Recorded data:
(begin)

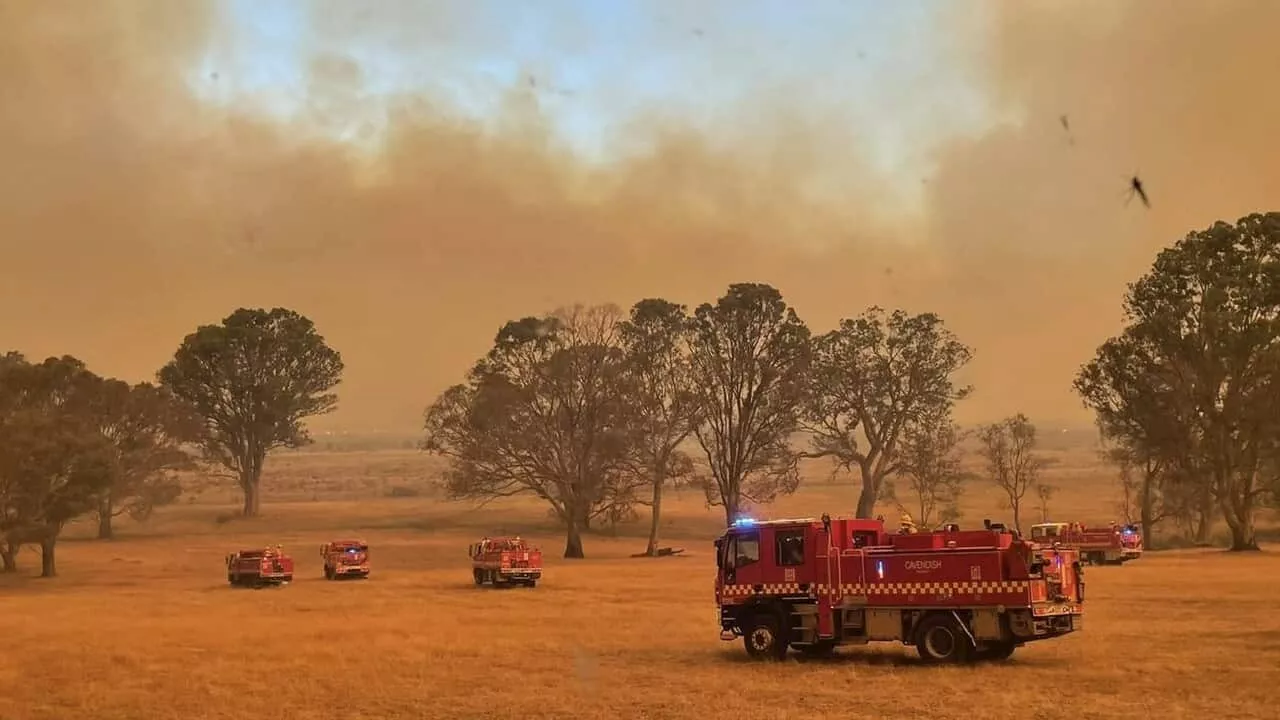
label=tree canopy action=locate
[424,305,635,557]
[0,354,111,577]
[805,306,973,518]
[157,307,343,515]
[690,283,810,523]
[618,297,701,556]
[1075,213,1280,550]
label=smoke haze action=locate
[0,0,1280,430]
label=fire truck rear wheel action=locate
[742,612,787,660]
[915,615,974,664]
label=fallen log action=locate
[631,547,685,557]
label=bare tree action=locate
[690,283,810,523]
[805,307,973,518]
[883,413,969,527]
[620,299,700,556]
[978,413,1044,533]
[159,307,343,516]
[424,305,635,557]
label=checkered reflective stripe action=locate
[721,580,1030,597]
[818,580,1030,594]
[721,583,814,596]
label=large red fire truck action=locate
[716,515,1084,662]
[1032,523,1143,565]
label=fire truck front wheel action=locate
[742,611,787,660]
[915,615,974,664]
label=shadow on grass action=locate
[708,648,1061,671]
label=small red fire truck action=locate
[320,539,369,580]
[716,515,1084,662]
[467,536,543,587]
[1032,523,1143,565]
[227,546,293,588]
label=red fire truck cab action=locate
[716,515,1084,662]
[320,539,369,580]
[1032,523,1143,565]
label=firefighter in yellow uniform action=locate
[899,512,919,536]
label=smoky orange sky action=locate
[0,0,1280,432]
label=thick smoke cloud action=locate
[0,0,1280,429]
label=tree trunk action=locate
[0,538,19,573]
[854,457,879,520]
[564,514,586,560]
[854,475,879,520]
[1193,483,1213,544]
[97,493,115,539]
[1138,473,1156,550]
[1221,477,1262,552]
[40,530,58,578]
[645,479,664,557]
[721,495,741,528]
[241,473,261,518]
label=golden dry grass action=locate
[0,452,1280,720]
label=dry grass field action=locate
[0,450,1280,720]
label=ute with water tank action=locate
[1032,523,1143,565]
[716,515,1084,662]
[320,539,369,580]
[467,536,543,588]
[227,546,293,588]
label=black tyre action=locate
[915,615,974,665]
[742,612,787,660]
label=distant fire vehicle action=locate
[716,515,1084,662]
[1032,523,1143,565]
[320,539,369,580]
[227,546,293,588]
[467,536,543,587]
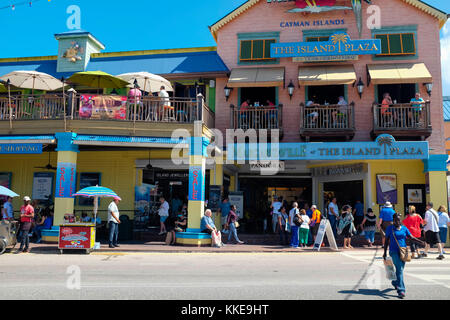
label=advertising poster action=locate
[79,94,127,120]
[377,174,398,204]
[32,172,55,201]
[228,192,244,219]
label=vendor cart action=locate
[58,223,95,254]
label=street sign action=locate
[314,219,339,251]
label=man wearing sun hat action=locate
[17,196,34,253]
[378,201,395,246]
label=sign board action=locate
[270,32,381,58]
[228,192,244,219]
[0,143,42,154]
[32,172,55,201]
[314,219,339,251]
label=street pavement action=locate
[0,248,450,300]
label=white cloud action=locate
[441,20,450,96]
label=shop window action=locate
[308,85,346,105]
[375,33,416,56]
[78,173,101,206]
[240,39,277,62]
[378,83,417,103]
[306,36,330,42]
[239,87,277,106]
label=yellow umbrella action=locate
[67,71,128,89]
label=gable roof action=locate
[209,0,448,41]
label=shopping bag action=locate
[384,257,397,281]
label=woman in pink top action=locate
[403,206,423,259]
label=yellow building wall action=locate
[0,150,183,220]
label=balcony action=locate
[300,102,355,142]
[0,94,214,136]
[230,104,283,135]
[372,101,432,140]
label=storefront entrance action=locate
[323,180,364,212]
[239,176,312,233]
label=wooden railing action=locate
[0,94,214,127]
[230,104,283,130]
[300,102,355,132]
[373,101,431,131]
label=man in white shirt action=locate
[158,197,170,236]
[422,202,445,260]
[270,197,283,233]
[328,198,339,237]
[108,198,120,248]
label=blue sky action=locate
[0,0,450,95]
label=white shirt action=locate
[158,201,169,217]
[423,209,439,232]
[289,208,299,226]
[328,202,339,217]
[272,201,283,214]
[108,201,119,223]
[300,214,311,229]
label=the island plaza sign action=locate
[270,33,381,58]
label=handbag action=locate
[392,228,412,262]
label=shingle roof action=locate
[444,97,450,121]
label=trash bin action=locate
[119,215,133,241]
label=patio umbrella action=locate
[0,71,63,94]
[0,186,19,198]
[118,72,173,93]
[72,186,122,219]
[67,71,129,89]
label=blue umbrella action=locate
[72,186,122,219]
[0,186,19,198]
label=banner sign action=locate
[189,166,205,201]
[55,162,77,198]
[79,94,127,120]
[0,143,42,154]
[227,135,429,161]
[270,32,381,58]
[32,172,55,201]
[377,174,398,204]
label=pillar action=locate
[424,154,450,245]
[209,163,223,230]
[53,132,79,226]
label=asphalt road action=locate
[0,250,450,300]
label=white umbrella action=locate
[0,186,19,198]
[0,71,63,91]
[117,72,173,93]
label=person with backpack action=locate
[422,202,445,260]
[299,209,311,248]
[383,213,423,299]
[289,202,301,248]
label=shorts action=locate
[425,231,441,246]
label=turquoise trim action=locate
[372,24,419,61]
[423,154,449,173]
[300,28,347,42]
[55,132,80,153]
[237,31,280,66]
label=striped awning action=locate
[228,68,284,88]
[367,63,433,84]
[298,65,356,86]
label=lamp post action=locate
[356,78,364,99]
[288,80,295,100]
[223,85,233,102]
[423,82,433,97]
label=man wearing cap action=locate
[422,202,445,260]
[108,198,120,248]
[378,201,395,247]
[17,196,34,253]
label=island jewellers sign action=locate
[270,32,381,58]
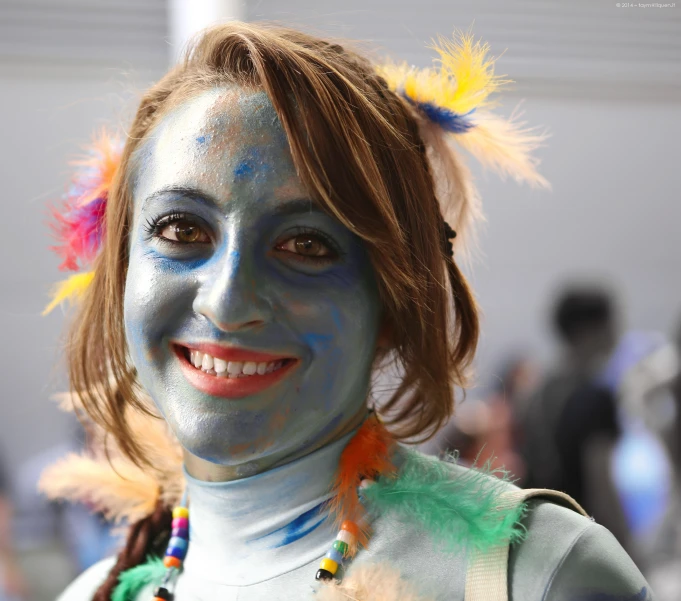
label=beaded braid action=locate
[92,500,173,601]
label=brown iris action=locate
[293,236,327,257]
[161,219,208,244]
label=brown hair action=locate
[69,23,478,600]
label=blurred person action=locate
[646,320,681,601]
[520,285,632,552]
[422,356,539,480]
[0,454,28,601]
[37,22,653,601]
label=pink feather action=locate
[52,130,121,271]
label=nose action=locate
[193,249,272,332]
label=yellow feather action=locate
[377,32,508,115]
[43,271,95,315]
[456,113,550,188]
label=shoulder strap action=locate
[464,488,589,601]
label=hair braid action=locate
[92,500,172,601]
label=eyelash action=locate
[144,213,343,265]
[144,213,206,247]
[275,227,343,265]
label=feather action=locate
[111,557,166,601]
[456,113,550,188]
[362,451,525,551]
[52,197,106,271]
[377,32,549,192]
[52,130,121,271]
[38,453,159,524]
[316,563,427,601]
[378,32,508,129]
[329,414,395,551]
[421,121,485,261]
[42,271,95,315]
[39,393,185,523]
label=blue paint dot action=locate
[234,161,253,178]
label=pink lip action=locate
[172,344,299,399]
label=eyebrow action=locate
[140,186,326,215]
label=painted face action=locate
[124,87,380,466]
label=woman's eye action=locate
[159,220,210,244]
[277,234,335,259]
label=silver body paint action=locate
[59,449,656,601]
[124,87,380,476]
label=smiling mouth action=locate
[172,344,298,398]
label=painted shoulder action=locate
[57,557,116,601]
[357,450,654,601]
[509,501,655,601]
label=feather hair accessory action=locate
[43,129,122,315]
[376,32,549,255]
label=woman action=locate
[45,23,651,601]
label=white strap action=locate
[464,488,589,601]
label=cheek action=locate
[123,248,192,360]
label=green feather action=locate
[361,450,525,552]
[111,557,166,601]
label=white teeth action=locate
[189,349,284,378]
[201,355,213,371]
[227,361,244,376]
[243,361,257,376]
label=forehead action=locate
[134,86,305,209]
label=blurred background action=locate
[0,0,681,601]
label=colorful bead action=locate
[336,530,357,546]
[315,570,333,580]
[166,547,187,560]
[163,555,182,568]
[319,557,338,574]
[333,540,350,557]
[170,528,189,540]
[171,518,189,530]
[341,520,359,538]
[154,586,173,601]
[326,549,343,564]
[168,536,189,551]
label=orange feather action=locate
[330,414,396,552]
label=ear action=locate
[376,317,393,351]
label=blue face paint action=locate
[124,87,380,473]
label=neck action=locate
[184,432,354,586]
[184,405,368,482]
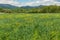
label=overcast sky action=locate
[0,0,60,6]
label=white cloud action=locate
[0,0,60,6]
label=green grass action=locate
[0,14,60,40]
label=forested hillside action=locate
[0,5,60,13]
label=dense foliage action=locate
[0,5,60,13]
[0,14,60,40]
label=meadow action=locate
[0,13,60,40]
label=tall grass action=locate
[0,14,60,40]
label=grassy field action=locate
[0,14,60,40]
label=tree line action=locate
[0,5,60,13]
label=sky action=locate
[0,0,60,7]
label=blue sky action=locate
[0,0,60,7]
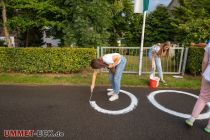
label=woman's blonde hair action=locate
[157,41,171,57]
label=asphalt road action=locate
[0,85,210,140]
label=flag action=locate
[134,0,149,13]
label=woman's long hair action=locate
[90,58,108,69]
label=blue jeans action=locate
[148,49,163,80]
[109,55,126,94]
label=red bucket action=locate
[149,77,160,88]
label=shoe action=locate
[109,93,119,101]
[204,124,210,133]
[185,118,194,127]
[107,90,114,96]
[160,80,167,86]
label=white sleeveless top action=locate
[102,53,121,65]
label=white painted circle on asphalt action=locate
[147,90,210,120]
[90,89,138,115]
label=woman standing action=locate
[90,53,126,101]
[148,41,171,85]
[185,40,210,133]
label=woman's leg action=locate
[192,78,210,118]
[109,71,115,90]
[148,49,156,77]
[113,56,126,94]
[155,57,163,81]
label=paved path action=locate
[0,85,210,140]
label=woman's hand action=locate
[108,63,115,69]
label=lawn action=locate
[0,72,201,89]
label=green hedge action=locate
[186,47,204,76]
[0,47,96,73]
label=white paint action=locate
[147,90,210,120]
[89,89,138,115]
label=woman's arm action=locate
[202,52,209,73]
[108,55,121,68]
[90,69,97,92]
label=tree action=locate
[7,0,66,47]
[172,0,210,44]
[0,0,12,47]
[63,0,112,47]
[145,5,175,46]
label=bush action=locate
[0,47,96,73]
[186,47,204,76]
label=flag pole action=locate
[139,11,147,75]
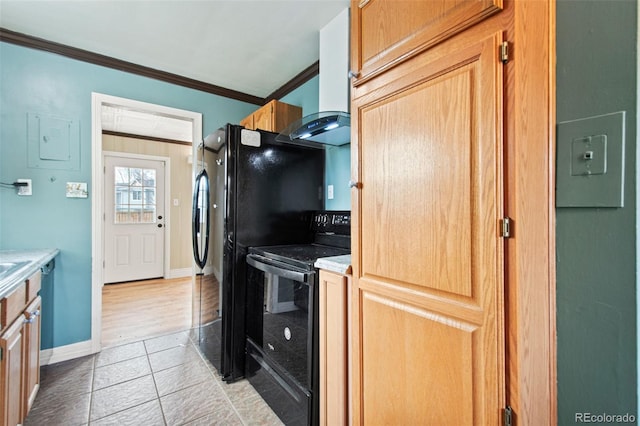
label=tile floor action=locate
[25,331,282,426]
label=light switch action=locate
[556,111,625,207]
[571,135,607,176]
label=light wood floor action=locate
[102,277,192,348]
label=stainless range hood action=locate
[276,111,351,146]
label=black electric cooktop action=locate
[249,244,351,270]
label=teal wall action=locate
[556,0,638,425]
[0,42,255,349]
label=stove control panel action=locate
[311,210,351,235]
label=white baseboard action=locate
[40,340,93,365]
[165,268,193,279]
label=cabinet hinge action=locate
[500,216,512,238]
[503,405,513,426]
[500,41,509,64]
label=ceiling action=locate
[0,0,349,98]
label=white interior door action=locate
[104,155,165,283]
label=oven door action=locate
[246,253,318,425]
[247,253,316,389]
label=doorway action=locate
[103,153,170,284]
[91,93,202,353]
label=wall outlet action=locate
[16,179,33,195]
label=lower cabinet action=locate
[0,317,24,426]
[0,272,42,426]
[319,270,350,426]
[23,296,42,417]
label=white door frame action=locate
[101,151,171,288]
[90,92,202,353]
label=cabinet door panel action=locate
[352,34,505,425]
[253,103,273,131]
[351,0,502,83]
[24,296,42,417]
[319,271,349,426]
[0,316,23,425]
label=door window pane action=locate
[114,166,156,224]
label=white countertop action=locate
[0,249,60,298]
[314,254,351,275]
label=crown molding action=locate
[0,28,320,105]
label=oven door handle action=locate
[247,253,315,283]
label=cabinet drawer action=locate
[0,282,27,328]
[25,271,42,303]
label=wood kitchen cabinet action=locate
[319,270,349,426]
[240,99,302,133]
[0,272,41,426]
[349,0,556,425]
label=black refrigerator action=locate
[192,124,325,382]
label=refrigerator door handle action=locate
[191,169,211,269]
[247,254,315,283]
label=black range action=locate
[246,211,351,425]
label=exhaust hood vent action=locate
[276,111,351,146]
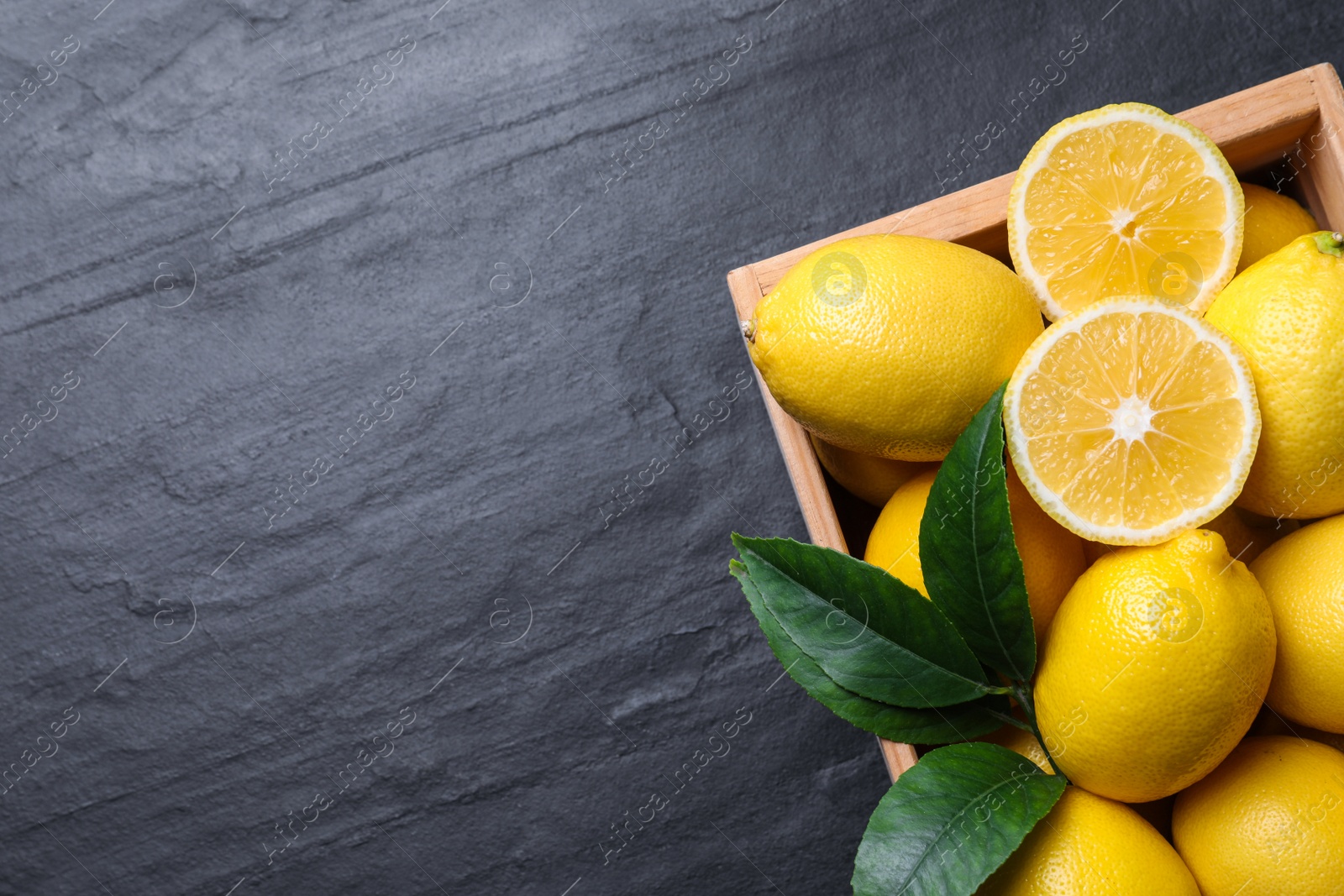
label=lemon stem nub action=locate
[1315,230,1344,258]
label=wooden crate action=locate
[728,65,1344,780]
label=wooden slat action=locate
[748,65,1317,298]
[1293,65,1344,228]
[728,65,1344,780]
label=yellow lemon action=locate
[1035,529,1274,802]
[976,787,1199,896]
[1252,516,1344,733]
[863,466,1087,641]
[1247,706,1344,751]
[1004,298,1259,544]
[808,432,930,506]
[1205,231,1344,518]
[1084,504,1299,565]
[1008,102,1243,320]
[1236,184,1320,274]
[743,235,1042,461]
[1172,737,1344,896]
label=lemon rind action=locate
[1004,296,1261,544]
[1008,102,1246,321]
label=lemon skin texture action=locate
[863,466,1087,641]
[744,235,1043,461]
[976,787,1199,896]
[1035,529,1274,804]
[1252,516,1344,736]
[1172,737,1344,896]
[1205,231,1344,518]
[1236,183,1320,274]
[808,432,932,508]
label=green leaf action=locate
[919,385,1037,681]
[852,743,1068,896]
[732,533,1005,710]
[728,560,1010,744]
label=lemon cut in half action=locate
[1008,102,1245,320]
[1004,297,1261,544]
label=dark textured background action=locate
[0,0,1344,896]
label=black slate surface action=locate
[0,0,1344,896]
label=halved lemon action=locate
[1004,297,1261,544]
[1008,102,1245,320]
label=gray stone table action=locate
[0,0,1344,896]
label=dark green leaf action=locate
[919,385,1037,681]
[732,533,1003,710]
[730,560,1010,744]
[852,743,1068,896]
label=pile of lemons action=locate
[743,103,1344,896]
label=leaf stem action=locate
[990,712,1037,735]
[1012,681,1068,780]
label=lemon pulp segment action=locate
[1010,103,1243,320]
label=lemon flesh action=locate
[744,235,1043,461]
[1008,102,1243,320]
[1004,298,1259,544]
[1172,737,1344,896]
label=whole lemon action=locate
[1035,529,1274,802]
[1205,231,1344,518]
[976,787,1199,896]
[1252,516,1344,733]
[1236,184,1320,274]
[1084,505,1299,564]
[863,464,1087,641]
[1172,737,1344,896]
[743,235,1042,461]
[808,432,930,506]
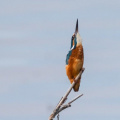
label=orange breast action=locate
[66,44,84,80]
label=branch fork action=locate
[49,68,85,120]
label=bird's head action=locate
[70,19,82,49]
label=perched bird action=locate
[66,19,84,92]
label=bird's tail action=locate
[73,78,81,92]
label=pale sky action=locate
[0,0,120,120]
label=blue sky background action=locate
[0,0,120,120]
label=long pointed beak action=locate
[75,19,78,34]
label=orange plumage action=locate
[66,21,84,92]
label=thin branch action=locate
[68,94,83,104]
[49,68,85,120]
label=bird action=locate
[65,19,84,92]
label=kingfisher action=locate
[65,19,84,92]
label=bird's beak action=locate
[75,19,78,34]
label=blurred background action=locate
[0,0,120,120]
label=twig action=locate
[49,68,85,120]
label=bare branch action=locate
[49,68,85,120]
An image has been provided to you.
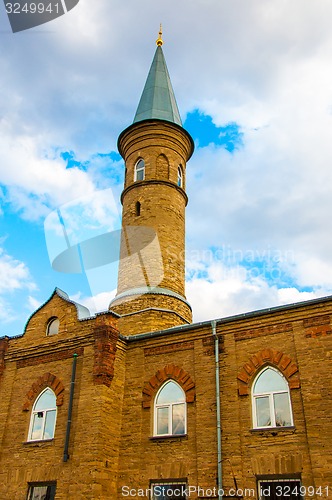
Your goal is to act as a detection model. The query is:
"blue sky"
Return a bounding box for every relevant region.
[0,0,332,336]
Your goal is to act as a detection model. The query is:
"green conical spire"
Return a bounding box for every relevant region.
[134,39,182,126]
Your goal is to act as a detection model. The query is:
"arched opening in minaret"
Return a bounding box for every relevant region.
[178,165,183,187]
[134,158,145,182]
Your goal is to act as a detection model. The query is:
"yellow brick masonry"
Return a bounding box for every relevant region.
[110,120,193,334]
[0,295,332,500]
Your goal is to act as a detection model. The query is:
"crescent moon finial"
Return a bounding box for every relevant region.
[156,24,164,47]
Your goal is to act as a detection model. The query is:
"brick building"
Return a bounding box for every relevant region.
[0,33,332,500]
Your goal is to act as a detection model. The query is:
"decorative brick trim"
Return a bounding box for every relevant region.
[16,347,84,368]
[303,314,331,328]
[0,337,9,377]
[23,373,65,411]
[142,365,196,408]
[93,325,119,387]
[144,340,194,356]
[234,323,293,342]
[237,348,300,396]
[303,314,332,339]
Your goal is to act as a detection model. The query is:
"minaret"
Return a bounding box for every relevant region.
[110,30,194,335]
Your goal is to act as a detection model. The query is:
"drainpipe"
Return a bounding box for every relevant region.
[211,321,223,500]
[63,354,78,462]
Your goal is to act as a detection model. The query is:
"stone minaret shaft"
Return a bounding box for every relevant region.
[110,37,193,334]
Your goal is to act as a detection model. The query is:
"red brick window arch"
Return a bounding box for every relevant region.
[251,365,293,429]
[28,387,57,441]
[23,373,65,411]
[153,379,187,436]
[237,348,300,396]
[142,364,196,408]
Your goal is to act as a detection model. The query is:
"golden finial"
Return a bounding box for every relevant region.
[156,24,164,47]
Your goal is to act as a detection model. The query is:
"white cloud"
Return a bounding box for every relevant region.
[0,248,37,323]
[186,263,327,321]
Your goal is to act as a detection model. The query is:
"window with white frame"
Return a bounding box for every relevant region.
[154,380,187,436]
[134,158,145,181]
[178,165,183,187]
[151,481,188,500]
[28,388,57,441]
[27,483,56,500]
[258,478,306,500]
[252,366,293,429]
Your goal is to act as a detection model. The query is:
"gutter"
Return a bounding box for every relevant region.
[63,354,78,462]
[211,321,223,500]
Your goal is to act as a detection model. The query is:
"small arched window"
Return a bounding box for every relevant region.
[252,366,293,428]
[178,165,183,187]
[134,158,145,181]
[28,387,57,441]
[154,380,187,436]
[46,318,60,335]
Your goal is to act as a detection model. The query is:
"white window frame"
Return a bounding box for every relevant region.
[150,481,188,500]
[251,365,294,429]
[153,379,187,437]
[46,316,60,337]
[28,387,58,442]
[134,158,145,182]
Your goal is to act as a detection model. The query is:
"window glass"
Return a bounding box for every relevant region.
[34,389,56,411]
[256,397,271,427]
[258,479,305,500]
[135,158,145,181]
[154,380,186,436]
[157,406,168,434]
[28,483,56,500]
[173,403,185,434]
[252,367,293,428]
[151,482,188,500]
[254,368,287,394]
[29,389,56,441]
[273,392,292,427]
[46,318,60,335]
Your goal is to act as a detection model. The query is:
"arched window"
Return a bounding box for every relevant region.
[28,387,57,441]
[154,380,186,436]
[134,158,145,181]
[46,318,60,335]
[178,165,183,187]
[252,366,293,428]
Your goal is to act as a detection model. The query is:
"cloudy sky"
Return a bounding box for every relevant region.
[0,0,332,336]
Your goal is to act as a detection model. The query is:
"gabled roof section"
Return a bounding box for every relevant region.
[24,287,91,331]
[134,45,182,127]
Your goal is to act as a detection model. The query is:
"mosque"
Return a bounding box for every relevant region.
[0,30,332,500]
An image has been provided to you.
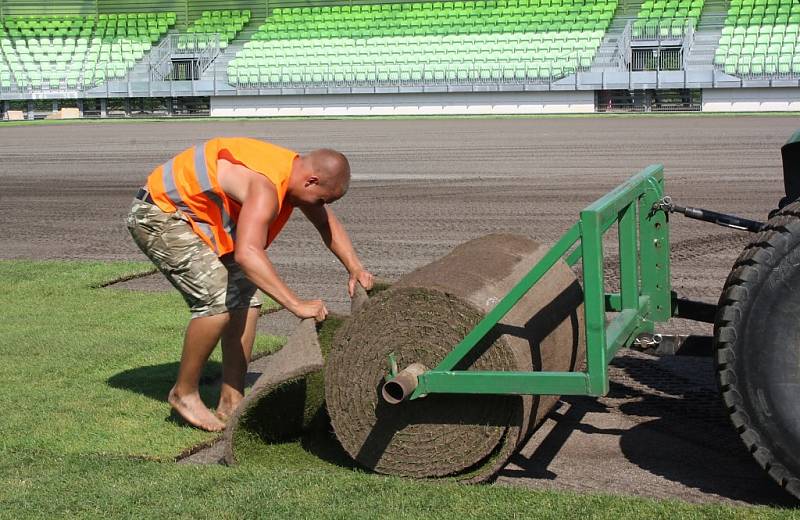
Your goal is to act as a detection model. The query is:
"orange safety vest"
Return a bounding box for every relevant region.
[147,137,298,256]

(end)

■ **Your task**
Recast the entries as a Markdown table with columns Row and Text, running from the line with "label=shadow on grass action=locate" up to and including the line with "[378,201,395,246]". Skip blank lines, and leave the pictures out of the table.

■ **Expected output**
| Row | Text |
|---|---|
| 1 | label=shadow on grass action=locate |
| 2 | [708,648,1061,671] |
| 3 | label=small red fire truck action=locate |
| 4 | [320,539,369,580] |
| 5 | [716,515,1084,662] |
| 6 | [467,536,543,587] |
| 7 | [1032,523,1143,565] |
| 8 | [227,546,293,588] |
| 9 | label=red fire truck cab action=locate |
| 10 | [716,515,1084,662] |
| 11 | [320,539,369,580] |
| 12 | [1032,523,1143,565] |
| 13 | label=firefighter in yellow uniform action=locate |
| 14 | [899,512,919,536] |
| 15 | label=smoky orange sky action=locate |
| 16 | [0,0,1280,432] |
| 17 | label=thick smoke cloud action=locate |
| 18 | [0,0,1280,429] |
| 19 | label=tree trunk action=locate |
| 20 | [0,538,19,573] |
| 21 | [854,457,879,520] |
| 22 | [564,514,586,560] |
| 23 | [854,475,879,520] |
| 24 | [1193,483,1213,544] |
| 25 | [97,493,115,539] |
| 26 | [1138,473,1156,550] |
| 27 | [1221,477,1262,552] |
| 28 | [40,530,58,578] |
| 29 | [645,479,664,557] |
| 30 | [721,495,741,528] |
| 31 | [241,473,261,518] |
| 32 | label=golden dry grass action=locate |
| 33 | [0,452,1280,720] |
| 34 | label=dry grass field action=locate |
| 35 | [0,450,1280,720] |
| 36 | label=ute with water tank action=locate |
| 37 | [1032,523,1143,565] |
| 38 | [716,515,1084,662] |
| 39 | [320,539,369,580] |
| 40 | [467,536,543,588] |
| 41 | [227,546,293,588] |
| 42 | label=black tyre action=locate |
| 43 | [915,615,974,665] |
| 44 | [742,612,787,660] |
| 45 | label=distant fire vehicle action=locate |
| 46 | [716,515,1084,662] |
| 47 | [1032,523,1143,565] |
| 48 | [320,539,369,580] |
| 49 | [227,546,293,588] |
| 50 | [467,536,543,587] |
| 51 | label=advertising poster action=locate |
| 52 | [79,94,127,120] |
| 53 | [377,174,398,204] |
| 54 | [32,172,55,201] |
| 55 | [228,192,244,219] |
| 56 | label=vendor cart action=locate |
| 57 | [58,223,95,254] |
| 58 | label=street sign action=locate |
| 59 | [314,219,339,251] |
| 60 | label=man wearing sun hat action=locate |
| 61 | [17,196,34,253] |
| 62 | [378,201,395,246] |